- _Given information_:
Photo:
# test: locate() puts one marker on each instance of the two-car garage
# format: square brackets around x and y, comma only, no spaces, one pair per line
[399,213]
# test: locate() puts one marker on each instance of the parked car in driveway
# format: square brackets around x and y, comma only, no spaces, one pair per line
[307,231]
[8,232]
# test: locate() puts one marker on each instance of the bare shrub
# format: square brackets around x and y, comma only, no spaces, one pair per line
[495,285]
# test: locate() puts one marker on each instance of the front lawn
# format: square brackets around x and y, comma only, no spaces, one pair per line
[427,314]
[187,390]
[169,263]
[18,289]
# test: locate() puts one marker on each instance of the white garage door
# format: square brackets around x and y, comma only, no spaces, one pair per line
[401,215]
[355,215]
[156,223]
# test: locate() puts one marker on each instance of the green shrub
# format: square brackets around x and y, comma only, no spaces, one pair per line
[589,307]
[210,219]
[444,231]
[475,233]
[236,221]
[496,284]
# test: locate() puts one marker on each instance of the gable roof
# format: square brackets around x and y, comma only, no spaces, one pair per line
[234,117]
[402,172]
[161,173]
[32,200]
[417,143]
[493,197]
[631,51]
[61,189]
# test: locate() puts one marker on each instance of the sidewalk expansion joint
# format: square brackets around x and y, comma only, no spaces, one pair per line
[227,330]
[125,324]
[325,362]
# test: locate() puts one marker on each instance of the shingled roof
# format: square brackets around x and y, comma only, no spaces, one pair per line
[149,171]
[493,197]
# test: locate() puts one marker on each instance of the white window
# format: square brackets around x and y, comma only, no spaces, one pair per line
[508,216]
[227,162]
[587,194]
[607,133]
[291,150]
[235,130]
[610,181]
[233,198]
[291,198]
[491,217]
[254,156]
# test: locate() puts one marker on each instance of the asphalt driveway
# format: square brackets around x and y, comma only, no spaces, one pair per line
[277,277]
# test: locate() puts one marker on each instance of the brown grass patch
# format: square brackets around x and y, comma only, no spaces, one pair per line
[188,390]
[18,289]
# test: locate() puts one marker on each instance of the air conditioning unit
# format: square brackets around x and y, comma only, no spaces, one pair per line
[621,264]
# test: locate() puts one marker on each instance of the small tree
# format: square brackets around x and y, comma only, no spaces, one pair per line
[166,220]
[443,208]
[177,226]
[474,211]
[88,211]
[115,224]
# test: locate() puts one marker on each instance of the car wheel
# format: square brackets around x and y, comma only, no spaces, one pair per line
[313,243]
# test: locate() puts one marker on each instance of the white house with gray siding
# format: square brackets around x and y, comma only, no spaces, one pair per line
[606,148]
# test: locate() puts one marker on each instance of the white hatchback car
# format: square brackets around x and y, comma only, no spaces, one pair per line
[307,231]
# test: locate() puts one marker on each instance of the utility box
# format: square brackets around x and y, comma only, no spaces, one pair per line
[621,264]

- _Task instructions_:
Everything in the data above is to be given again, unchanged.

- _Problem solution_:
Photo:
# test: locate() puts one marker on each instance of the two-car garage
# format: square brackets around x and y, comma only, no spaces, one pair per line
[399,213]
# test: locate() puts one marker on each instance of the parked car in driveway
# format: square brackets around x and y, comma only, no spaces, one pair per line
[307,231]
[8,232]
# test: locate() puts one marker on each instance of the bare shrub
# format: square brackets around x and y, comma only, no spaces, one pair per line
[495,285]
# test: locate() puts one marker on each instance of the front lawn
# format: square brackets around x and y, comma only, no spaces, one pair per line
[427,314]
[187,390]
[169,263]
[18,289]
# test: locate() puts one marker on each instance of the white garage door
# format: square brackets around x and y, comma only, no spaces, one pair per line
[401,215]
[355,215]
[156,223]
# test: locate() puts one marker on each instance of the green shrub
# format: square brackets around x and y, comma only, no spaces, one pair per line
[589,307]
[210,219]
[444,231]
[475,233]
[236,221]
[496,284]
# test: locate() puts one marker on each instance of the gable roof
# format: square brackets around x and y, comma only, no spaces, one pair per line
[234,117]
[402,172]
[161,173]
[32,200]
[417,143]
[493,197]
[631,51]
[61,189]
# test: locate() puts one marker on each instance of the sidewalk expansion joint
# format: square brackets around x and y, comma only, no spaces, one pair per line
[227,330]
[125,324]
[325,362]
# test: locate() puts one marker on each instance of the shingled roof
# format: square brackets around x and y, comma only, no spaces, one pair per line
[149,171]
[493,197]
# test: locate() puts one marker on each instance of the white window
# format: square brackets around x and y, comma only, no spaces, one pair per line
[508,216]
[227,162]
[587,194]
[607,133]
[291,150]
[235,130]
[610,181]
[233,198]
[291,198]
[491,217]
[254,156]
# test: locate() puts one marker on each instance of the asphalt driveway
# format: square brackets around x and y, comma only, no spaces, one pair per line
[277,277]
# test: locate() puts one marker on each instance of the brown grass patch
# format: square brackets around x and y, comma only, no spaces, one pair per line
[188,390]
[18,289]
# test: locate() puts one marker on each instance of the air conditioning unit
# format: square brackets around x and y, comma only, no spaces, one pair per line
[621,264]
# test: locate() puts one marker on each instance of the small tree
# format: square brackets around x and y, comma only, no spaces, one pair per line
[166,220]
[443,208]
[177,226]
[474,211]
[88,211]
[115,224]
# test: locate() puts one marker on each instance of the car wheel
# format: square brackets around x and y, comma only, no spaces, one pair per line
[313,243]
# test: locate() puts one marker on each instance of the white house with gray siding
# format: square brackets around x and y, comma only, no spaces, one pair per line
[606,148]
# test: locate() puts one marker on each instance of the white hatchback car
# format: square brackets around x and y, comma only, no spaces, one pair per line
[307,231]
# test: locate() puts one marker on each instance of the utility box
# format: square brackets around x and y, comma only, no spaces, one pair per line
[621,264]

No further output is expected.